Stored records:
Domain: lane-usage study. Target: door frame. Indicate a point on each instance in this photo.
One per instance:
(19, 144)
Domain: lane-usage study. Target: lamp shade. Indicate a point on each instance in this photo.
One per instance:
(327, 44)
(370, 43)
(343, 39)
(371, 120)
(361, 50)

TO DO:
Transcribe the records above in full, exactly as they stand.

EXERCISE RESPONSE:
Domain: lane-usage study. Target: door frame. Indicate a point on each instance in this photo.
One per instance:
(19, 144)
Domain: lane-usage study. Target: lamp shade. Indicate a point on each instance in this photo.
One per instance:
(327, 44)
(370, 43)
(343, 39)
(371, 120)
(361, 50)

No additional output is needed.